_Exercise goal_
Write out each line exactly, starting with the one containing "For every instance of the runway" and stopping after the last line of the listing below.

_Dataset excerpts_
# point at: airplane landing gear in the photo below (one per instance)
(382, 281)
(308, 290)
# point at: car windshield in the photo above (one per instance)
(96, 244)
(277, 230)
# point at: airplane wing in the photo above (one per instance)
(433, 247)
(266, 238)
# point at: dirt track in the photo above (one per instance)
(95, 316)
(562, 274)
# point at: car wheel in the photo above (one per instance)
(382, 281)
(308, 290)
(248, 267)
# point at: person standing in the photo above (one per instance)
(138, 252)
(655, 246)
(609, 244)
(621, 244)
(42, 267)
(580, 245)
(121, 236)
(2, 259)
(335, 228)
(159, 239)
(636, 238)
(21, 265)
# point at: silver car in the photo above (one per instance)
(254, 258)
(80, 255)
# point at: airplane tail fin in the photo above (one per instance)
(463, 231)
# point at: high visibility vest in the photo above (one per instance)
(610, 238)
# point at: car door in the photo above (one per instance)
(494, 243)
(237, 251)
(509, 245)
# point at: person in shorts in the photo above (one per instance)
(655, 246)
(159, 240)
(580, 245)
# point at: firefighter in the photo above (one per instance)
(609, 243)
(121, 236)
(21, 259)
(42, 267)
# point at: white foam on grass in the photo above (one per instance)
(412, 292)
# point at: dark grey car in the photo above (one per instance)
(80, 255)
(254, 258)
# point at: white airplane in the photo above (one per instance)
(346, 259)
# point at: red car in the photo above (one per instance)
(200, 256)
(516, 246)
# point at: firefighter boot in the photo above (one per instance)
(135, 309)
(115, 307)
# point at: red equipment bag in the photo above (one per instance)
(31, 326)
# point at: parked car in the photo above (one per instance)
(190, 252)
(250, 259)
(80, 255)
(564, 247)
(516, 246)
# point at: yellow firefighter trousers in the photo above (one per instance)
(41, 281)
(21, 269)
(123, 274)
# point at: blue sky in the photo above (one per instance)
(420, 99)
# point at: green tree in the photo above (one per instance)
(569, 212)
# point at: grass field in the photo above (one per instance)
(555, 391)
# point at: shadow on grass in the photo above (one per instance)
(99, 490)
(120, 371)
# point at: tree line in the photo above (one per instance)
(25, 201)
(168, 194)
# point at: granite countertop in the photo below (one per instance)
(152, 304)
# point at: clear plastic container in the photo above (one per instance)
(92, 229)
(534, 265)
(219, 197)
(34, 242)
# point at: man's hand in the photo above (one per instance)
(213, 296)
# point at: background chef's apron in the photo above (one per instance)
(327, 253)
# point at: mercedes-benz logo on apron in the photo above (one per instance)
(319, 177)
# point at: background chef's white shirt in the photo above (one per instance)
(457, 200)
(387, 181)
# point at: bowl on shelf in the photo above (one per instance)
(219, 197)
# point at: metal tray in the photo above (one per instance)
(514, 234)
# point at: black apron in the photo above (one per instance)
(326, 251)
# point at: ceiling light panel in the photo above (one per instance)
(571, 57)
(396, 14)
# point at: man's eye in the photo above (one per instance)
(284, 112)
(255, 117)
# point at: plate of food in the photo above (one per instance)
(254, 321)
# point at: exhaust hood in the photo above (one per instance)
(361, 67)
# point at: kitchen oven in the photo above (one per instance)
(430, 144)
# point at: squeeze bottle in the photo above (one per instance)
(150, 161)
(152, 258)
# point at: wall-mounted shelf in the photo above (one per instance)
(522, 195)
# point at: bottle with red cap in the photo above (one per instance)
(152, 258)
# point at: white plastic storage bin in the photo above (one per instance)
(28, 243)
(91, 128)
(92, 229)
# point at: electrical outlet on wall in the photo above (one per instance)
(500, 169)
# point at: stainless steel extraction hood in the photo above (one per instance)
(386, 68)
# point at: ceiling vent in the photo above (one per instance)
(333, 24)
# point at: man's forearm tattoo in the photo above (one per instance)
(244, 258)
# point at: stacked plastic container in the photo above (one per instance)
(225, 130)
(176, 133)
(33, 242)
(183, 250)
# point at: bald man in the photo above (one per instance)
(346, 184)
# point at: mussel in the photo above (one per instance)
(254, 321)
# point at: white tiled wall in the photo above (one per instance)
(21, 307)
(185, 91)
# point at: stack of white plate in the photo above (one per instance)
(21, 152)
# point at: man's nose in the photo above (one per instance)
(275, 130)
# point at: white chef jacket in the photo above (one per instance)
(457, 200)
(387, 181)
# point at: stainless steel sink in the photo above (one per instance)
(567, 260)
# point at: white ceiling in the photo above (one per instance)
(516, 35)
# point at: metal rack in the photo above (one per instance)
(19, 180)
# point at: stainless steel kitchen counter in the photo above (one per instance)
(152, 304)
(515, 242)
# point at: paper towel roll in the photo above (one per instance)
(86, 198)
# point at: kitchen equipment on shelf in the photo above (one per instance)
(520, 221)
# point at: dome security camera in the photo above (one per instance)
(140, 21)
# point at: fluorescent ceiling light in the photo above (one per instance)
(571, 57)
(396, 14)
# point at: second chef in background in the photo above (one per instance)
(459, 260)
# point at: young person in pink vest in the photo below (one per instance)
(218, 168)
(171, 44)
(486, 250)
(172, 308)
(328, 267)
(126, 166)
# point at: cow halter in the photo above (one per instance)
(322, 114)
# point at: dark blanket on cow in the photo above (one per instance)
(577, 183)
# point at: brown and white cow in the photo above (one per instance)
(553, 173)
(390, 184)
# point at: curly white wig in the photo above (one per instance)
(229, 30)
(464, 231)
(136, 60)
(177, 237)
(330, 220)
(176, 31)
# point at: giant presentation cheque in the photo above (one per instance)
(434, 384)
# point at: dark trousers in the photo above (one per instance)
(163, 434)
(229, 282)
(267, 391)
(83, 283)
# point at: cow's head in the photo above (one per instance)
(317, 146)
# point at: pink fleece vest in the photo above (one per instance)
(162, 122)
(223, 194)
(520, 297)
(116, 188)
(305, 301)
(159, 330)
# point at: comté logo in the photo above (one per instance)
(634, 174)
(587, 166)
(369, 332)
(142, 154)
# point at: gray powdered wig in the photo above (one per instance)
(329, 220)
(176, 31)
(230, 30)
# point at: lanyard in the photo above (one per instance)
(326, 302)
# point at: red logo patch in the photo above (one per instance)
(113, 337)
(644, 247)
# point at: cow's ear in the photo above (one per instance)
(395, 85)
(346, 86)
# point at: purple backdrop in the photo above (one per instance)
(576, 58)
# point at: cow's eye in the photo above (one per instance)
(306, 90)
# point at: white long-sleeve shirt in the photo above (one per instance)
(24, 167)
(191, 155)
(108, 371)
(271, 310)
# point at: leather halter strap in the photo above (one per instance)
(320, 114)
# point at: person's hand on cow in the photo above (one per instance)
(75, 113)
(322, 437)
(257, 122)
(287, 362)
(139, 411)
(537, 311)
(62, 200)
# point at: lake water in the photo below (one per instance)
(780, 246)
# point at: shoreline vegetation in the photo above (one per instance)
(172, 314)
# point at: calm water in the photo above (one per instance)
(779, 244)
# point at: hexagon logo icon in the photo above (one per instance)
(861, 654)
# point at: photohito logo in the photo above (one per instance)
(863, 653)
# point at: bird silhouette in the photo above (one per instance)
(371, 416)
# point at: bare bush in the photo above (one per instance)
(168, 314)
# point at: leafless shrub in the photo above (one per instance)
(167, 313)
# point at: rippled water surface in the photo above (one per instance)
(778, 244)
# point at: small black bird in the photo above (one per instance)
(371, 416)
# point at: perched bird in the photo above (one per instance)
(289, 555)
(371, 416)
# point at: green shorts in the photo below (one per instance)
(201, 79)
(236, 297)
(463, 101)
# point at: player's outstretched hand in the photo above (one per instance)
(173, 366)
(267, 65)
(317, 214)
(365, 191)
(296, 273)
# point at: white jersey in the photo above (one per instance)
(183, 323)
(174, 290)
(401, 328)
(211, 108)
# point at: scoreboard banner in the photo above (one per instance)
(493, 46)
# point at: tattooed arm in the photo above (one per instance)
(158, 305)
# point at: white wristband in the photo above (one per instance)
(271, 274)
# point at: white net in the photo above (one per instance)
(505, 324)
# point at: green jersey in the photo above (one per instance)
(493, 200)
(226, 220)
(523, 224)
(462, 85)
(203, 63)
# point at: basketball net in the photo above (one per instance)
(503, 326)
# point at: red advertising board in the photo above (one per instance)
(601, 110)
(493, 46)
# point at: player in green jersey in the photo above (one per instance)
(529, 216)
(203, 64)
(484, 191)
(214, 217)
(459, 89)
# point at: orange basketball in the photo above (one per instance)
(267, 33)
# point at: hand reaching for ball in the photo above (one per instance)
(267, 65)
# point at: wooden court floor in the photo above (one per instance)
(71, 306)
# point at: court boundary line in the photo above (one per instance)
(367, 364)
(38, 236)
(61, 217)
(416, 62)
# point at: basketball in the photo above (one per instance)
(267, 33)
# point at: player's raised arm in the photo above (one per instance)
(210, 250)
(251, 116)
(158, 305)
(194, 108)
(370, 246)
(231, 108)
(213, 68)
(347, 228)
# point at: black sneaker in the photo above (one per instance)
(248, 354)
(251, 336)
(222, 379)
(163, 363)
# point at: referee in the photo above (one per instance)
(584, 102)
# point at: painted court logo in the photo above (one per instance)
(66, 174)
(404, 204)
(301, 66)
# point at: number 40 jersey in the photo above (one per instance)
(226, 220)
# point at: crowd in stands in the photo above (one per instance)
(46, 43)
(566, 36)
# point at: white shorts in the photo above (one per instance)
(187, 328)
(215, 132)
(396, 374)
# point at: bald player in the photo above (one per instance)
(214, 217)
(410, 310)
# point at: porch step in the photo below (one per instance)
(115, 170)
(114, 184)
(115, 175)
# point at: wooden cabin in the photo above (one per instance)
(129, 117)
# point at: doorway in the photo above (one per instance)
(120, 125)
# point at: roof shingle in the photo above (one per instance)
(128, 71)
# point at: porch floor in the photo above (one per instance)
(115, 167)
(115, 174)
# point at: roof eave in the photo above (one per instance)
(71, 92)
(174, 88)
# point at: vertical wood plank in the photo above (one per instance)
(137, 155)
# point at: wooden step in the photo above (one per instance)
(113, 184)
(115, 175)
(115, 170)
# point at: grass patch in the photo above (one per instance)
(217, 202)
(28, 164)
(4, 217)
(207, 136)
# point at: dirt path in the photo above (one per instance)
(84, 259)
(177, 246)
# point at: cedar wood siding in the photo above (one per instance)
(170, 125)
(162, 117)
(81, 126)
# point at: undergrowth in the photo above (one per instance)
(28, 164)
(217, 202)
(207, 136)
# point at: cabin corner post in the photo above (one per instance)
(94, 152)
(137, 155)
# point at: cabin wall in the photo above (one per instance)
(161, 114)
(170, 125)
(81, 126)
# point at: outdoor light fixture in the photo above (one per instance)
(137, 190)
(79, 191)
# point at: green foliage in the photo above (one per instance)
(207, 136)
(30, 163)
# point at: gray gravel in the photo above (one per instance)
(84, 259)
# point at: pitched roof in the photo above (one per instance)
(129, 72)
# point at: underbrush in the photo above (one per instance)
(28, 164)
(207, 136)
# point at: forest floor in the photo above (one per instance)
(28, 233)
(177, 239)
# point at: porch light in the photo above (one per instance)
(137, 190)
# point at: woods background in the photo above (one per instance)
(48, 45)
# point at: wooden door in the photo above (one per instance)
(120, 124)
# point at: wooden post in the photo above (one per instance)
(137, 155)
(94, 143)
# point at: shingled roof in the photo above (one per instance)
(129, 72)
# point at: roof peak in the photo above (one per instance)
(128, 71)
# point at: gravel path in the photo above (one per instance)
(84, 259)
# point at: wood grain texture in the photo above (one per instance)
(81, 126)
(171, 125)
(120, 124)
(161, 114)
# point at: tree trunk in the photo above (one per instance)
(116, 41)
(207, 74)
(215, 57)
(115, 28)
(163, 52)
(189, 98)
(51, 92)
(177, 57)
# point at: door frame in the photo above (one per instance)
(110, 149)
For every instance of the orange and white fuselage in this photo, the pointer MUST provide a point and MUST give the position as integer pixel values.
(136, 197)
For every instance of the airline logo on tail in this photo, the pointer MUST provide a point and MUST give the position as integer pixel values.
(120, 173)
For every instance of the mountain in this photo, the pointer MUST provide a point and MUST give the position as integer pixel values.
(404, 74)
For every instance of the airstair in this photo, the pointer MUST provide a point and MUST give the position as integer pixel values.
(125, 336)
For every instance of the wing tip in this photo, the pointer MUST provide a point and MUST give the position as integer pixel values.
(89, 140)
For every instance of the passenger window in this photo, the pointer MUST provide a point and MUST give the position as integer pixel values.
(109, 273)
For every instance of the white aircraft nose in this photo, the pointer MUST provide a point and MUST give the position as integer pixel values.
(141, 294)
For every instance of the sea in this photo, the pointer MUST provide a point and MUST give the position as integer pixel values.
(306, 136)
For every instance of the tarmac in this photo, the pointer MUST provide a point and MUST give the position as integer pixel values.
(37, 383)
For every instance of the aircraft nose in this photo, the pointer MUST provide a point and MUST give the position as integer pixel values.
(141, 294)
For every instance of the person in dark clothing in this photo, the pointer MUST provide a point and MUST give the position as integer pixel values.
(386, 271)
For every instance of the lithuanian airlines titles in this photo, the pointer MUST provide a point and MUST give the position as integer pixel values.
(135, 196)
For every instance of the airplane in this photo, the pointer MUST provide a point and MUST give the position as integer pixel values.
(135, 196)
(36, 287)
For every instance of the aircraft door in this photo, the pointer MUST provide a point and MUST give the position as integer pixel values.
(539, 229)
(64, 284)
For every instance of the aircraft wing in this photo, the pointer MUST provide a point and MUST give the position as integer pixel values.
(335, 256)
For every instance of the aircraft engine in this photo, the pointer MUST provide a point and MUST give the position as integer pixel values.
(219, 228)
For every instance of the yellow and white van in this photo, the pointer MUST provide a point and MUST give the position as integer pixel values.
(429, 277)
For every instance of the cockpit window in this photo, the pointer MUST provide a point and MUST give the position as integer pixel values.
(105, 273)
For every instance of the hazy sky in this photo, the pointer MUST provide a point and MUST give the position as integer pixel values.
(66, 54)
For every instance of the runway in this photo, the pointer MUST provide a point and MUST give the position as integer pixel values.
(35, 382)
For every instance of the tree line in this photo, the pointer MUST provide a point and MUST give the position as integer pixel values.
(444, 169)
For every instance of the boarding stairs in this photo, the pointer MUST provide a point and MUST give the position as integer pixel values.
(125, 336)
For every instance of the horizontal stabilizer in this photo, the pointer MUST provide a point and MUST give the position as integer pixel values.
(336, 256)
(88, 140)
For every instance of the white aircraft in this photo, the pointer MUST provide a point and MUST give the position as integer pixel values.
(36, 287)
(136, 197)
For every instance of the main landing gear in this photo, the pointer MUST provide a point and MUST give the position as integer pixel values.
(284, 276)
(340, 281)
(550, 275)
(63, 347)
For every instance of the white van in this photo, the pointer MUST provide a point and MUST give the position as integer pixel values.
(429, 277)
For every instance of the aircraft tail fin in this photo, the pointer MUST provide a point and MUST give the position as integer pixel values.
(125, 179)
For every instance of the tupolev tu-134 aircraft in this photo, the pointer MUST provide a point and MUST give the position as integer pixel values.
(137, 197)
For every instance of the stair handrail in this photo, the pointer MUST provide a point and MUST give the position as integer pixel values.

_Answer space_
For every instance of the runway in this photo, the pointer MUST provide a point and MUST give the position as integer pixel values.
(35, 382)
For every instance of the tree line in this photo, the pointer MUST provide a point and MUST give the position as integer pixel values.
(444, 169)
For every instance of the boarding stairs in this photo, the pointer MUST provide a point and MUST give the position as integer pixel values.
(125, 336)
For every instance of the horizontal stabilizer in this photo, the pointer MUST provide a point and MUST give the position as integer pixel values.
(336, 256)
(88, 140)
For every instance of the white aircraft in this photo, the pointer MUST provide a point and MUST give the position as integer pixel values.
(36, 287)
(136, 197)
For every instance of the main landing gear in this photo, the pointer MUST provide a point and MUST give the position as integer pixel values.
(284, 276)
(340, 281)
(550, 275)
(63, 347)
For every instance of the white van in this photo, the pointer MUST provide a point and MUST give the position as integer pixel values.
(429, 277)
For every instance of the aircraft tail fin in this photo, the pointer MUST provide a point and MUST give the position as integer pixel values.
(125, 179)
For every instance of the tupolev tu-134 aircraft in this photo, the pointer MUST provide a point and MUST give the position as integer pixel values.
(137, 197)
For every instance of the stair handrail in this photo, the pointer MUST provide a point and MUST give the position as integer pixel values.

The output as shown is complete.